[ESERCIZIO SCRITTO A]
Secondo il brano sui nomi a dominio, da quanti bit è costituito l'indirizzo IP di ciascun computer connesso alla Rete?

....

Nomi a dominio e trattamento dei dati personali
di Tiziana Krasna* - 01.03.01

Uno dei temi principali dell'odierno dibattito sviluppatosi intorno ai problemi della Rete, è certamente quello dei nomi a dominio, che presenta aspetti di tale delicatezza da aver sollevato l'attenzione del mondo politico, prima a livello governativo (con l'istituzione della commissione presieduta dal sen. Passigli, la quale ha ultimato i suoi lavori presentando un apposito DDL), poi a livello parlamentare (allo stato delle cose, il Senato ha licenziato il testo del DDL Passigli, che, in questo scorcio di legislatura, attende pertanto di essere esaminato dalla Camera).

La rilevanza dei nomi a dominio nasce dal fatto che, come è noto, ciascun computer connesso alla Rete dispone di un indirizzo IP (Internet Protocol) costituito da un numero a trentadue bit, al quale viene abbinato un nome (domain name), essenziale ai fini dell'individuazione e del riconoscimento del singolo sito.

....

[ESERCIZIO SCRITTO B]
Converti tutte le voci elencate qui sotto in una tabella Markdown con le colonne «Numero» e «Voce», omettendo le righe vuote.

[VOCI ELENCATE]
....

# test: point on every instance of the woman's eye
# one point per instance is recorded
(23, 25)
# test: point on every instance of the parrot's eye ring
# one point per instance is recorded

....

[RISPOSTA A]
Da un numero a trentadue bit.

[RISPOSTA B]
| Numero | Voce |
|---|---|
| 1 | # test: point on every instance of the woman's eye |
| 2 | # one point per instance is recorded |
| 3 | (23, 25) |
| 4 | # test: point on every instance of the parrot's eye ring |
| 5 | # one point per instance is recorded |